Every line below between the one holding "Identify the position of each instance of the blue metal" and the one holding "Identify the position of each instance of the white sign", inclusive, should be copied exactly, and no other line.

◆ ◆ ◆ ◆ ◆ ◆ ◆

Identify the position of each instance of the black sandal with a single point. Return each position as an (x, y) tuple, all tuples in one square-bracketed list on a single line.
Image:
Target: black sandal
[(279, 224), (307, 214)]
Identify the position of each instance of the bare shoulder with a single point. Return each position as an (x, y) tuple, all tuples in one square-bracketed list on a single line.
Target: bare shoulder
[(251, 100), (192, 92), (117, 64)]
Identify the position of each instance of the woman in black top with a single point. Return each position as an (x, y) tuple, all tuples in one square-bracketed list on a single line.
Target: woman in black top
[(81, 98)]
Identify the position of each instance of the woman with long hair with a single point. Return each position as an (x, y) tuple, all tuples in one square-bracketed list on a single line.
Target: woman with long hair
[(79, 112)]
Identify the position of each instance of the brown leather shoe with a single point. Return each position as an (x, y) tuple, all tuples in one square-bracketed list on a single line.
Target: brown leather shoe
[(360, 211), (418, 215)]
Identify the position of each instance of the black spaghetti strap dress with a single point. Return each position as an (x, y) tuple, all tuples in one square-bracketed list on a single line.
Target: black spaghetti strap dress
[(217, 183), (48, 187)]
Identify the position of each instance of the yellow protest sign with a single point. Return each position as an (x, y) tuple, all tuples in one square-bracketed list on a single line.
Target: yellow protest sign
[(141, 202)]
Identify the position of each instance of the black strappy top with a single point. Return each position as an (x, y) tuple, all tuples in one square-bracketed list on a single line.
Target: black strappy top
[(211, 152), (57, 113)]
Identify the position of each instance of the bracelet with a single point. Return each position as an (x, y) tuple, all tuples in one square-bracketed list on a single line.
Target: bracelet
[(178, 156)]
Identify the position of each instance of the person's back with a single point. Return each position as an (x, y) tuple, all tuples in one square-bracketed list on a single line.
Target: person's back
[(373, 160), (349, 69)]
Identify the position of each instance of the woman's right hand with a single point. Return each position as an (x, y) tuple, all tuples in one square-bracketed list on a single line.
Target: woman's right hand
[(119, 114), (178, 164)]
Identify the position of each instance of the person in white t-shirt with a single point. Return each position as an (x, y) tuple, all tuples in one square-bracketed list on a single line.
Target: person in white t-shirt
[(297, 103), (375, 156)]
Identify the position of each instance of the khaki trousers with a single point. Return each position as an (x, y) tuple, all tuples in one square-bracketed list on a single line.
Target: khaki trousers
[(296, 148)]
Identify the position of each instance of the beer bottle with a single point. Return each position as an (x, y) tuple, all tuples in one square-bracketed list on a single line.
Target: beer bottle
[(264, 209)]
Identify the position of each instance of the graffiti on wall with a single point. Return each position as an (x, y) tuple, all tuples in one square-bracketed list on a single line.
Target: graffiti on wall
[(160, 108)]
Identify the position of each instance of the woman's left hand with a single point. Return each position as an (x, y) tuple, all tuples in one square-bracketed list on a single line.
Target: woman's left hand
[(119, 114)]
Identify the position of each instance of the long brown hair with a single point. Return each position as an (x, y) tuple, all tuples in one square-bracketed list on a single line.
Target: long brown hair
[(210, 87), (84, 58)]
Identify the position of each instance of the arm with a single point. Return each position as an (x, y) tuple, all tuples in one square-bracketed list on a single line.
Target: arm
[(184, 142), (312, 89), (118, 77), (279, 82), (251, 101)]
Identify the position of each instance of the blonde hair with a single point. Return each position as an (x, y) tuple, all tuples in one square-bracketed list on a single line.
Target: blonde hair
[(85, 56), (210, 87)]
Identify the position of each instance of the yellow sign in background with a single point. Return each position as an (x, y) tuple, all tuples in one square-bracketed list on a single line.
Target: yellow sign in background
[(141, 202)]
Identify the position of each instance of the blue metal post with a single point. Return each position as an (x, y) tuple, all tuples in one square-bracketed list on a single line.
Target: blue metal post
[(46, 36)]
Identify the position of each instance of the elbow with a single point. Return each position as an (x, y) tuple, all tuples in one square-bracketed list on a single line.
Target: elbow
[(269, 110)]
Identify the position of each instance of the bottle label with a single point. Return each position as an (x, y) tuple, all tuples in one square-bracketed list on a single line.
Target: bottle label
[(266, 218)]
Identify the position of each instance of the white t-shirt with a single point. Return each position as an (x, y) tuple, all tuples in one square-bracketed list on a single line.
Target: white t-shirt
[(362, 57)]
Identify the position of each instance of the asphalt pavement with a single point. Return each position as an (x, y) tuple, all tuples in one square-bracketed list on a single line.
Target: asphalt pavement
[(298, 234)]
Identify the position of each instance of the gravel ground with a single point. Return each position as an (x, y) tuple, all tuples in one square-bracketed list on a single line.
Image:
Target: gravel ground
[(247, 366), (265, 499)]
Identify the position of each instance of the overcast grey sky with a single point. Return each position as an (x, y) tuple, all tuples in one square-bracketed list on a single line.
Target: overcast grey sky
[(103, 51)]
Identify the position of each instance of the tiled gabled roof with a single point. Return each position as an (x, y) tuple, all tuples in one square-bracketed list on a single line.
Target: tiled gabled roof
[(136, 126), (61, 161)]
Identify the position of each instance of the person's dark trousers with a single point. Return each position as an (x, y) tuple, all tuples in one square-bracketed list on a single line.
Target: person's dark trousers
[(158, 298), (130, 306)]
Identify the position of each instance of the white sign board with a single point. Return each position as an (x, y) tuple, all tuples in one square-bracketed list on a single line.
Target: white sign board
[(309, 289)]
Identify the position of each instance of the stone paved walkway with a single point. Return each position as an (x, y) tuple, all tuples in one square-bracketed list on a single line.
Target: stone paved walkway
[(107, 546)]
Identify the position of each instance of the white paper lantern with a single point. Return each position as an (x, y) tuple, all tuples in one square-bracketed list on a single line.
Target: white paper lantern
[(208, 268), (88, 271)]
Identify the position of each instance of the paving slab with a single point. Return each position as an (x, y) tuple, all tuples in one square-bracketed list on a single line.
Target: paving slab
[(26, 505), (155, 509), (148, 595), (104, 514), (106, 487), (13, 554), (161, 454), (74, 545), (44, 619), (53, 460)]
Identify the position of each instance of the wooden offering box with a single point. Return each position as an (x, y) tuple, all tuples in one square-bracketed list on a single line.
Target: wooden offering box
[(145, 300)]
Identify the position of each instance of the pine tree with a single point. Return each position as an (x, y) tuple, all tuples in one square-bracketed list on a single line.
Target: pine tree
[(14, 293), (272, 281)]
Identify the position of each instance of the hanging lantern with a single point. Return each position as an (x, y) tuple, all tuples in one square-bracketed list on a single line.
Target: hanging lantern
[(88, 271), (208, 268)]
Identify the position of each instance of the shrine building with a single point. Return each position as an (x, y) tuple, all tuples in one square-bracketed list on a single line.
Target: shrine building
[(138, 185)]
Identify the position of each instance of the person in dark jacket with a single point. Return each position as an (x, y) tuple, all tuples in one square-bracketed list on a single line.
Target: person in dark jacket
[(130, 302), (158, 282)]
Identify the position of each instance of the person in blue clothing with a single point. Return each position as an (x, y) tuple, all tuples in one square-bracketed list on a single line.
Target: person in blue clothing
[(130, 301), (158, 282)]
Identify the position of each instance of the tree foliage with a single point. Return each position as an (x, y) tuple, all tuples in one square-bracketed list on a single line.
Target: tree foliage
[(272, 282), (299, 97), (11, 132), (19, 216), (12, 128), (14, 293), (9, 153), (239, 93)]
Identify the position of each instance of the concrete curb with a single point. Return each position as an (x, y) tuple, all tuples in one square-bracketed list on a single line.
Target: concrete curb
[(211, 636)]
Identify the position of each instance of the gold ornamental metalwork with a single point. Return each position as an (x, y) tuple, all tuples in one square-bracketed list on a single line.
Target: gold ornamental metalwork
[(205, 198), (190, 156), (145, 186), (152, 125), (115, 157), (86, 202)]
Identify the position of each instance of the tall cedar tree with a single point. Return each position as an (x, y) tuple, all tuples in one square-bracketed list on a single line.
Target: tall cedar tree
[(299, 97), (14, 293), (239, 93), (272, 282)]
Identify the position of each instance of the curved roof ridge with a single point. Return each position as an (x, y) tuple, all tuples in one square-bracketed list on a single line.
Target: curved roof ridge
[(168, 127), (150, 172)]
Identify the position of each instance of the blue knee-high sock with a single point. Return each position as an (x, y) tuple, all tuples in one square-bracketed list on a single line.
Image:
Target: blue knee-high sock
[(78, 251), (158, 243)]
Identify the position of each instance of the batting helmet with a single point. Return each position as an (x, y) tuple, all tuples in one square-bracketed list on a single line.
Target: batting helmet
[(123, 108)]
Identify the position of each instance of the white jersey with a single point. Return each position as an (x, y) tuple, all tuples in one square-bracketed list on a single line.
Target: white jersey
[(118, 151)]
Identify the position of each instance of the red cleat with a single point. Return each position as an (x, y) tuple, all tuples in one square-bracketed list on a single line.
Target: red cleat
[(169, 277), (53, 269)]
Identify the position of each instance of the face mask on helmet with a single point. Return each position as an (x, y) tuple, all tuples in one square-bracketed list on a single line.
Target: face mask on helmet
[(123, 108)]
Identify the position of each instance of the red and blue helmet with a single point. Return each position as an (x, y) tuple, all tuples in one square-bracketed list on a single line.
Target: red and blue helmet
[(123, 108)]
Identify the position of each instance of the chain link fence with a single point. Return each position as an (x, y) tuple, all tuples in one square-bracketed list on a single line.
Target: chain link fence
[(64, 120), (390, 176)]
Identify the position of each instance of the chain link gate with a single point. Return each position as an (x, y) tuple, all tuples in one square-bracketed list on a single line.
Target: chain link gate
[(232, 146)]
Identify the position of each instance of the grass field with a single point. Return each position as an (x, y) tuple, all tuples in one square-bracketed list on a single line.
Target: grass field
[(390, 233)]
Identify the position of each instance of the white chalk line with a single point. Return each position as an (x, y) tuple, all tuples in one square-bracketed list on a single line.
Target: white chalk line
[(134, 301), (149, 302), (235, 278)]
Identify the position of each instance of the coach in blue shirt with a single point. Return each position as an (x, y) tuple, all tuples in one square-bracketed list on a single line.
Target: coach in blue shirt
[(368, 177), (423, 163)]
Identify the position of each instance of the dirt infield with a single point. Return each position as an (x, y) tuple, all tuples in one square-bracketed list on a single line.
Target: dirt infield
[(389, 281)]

◆ ◆ ◆ ◆ ◆ ◆ ◆

- [SOLUTION TO THIS PROBLEM]:
Identify the position of each instance of the blue metal post with a single point. Return each position as an (x, y) tuple, all tuples in one square-bracketed list on a single line.
Target: blue metal post
[(46, 36)]
Identify the position of each instance of the elbow with a single point. Return each position as an (x, y) tuple, all tuples in one square-bracketed list on a single line.
Target: elbow
[(269, 110)]
Identify the position of each instance of the bottle label with a single point. Return each position as an (x, y) tuple, all tuples in one square-bracketed list on a single line.
Target: bottle label
[(266, 218)]
Identify the position of each instance of the white t-shirt with a single point. Return each position as an (x, y) tuple, all tuples in one square-bracketed list on a single line.
Target: white t-shirt
[(362, 57)]
Identify the position of each instance of the asphalt pavement with a single point. Return each position as an (x, y) tuple, all tuples in one square-bracketed list on a single line.
Target: asphalt pavement
[(298, 234)]
Identify the position of each instance of the gravel ground with a single point. Return each position as an (x, y) tuple, all tuples in one square-bracketed list on a single line.
Image:
Target: gravel ground
[(247, 366), (265, 499)]
Identify the position of each instance of the overcast grey sky with a single point. Return each position as an (x, y) tuple, all tuples in one square-bracketed list on a single line.
Target: overcast grey sky
[(103, 51)]
Identify the position of each instance of the tiled gabled roof with a single point. Return each position as an (x, y) tuple, all tuples in one square-bracketed list on a single line.
Target: tiled gabled roof
[(136, 126), (61, 161)]
Identify the position of each instance of the person's dark trousers with a single point. Return each position as an (x, y) tuple, all tuples in one square-bracketed list on a single line.
Target: person's dark trousers
[(158, 298), (130, 306)]
Identify the position of each instance of the white sign board with a single point. Return each position as an (x, y) tuple, all tuples in one square-bracketed list on a single line.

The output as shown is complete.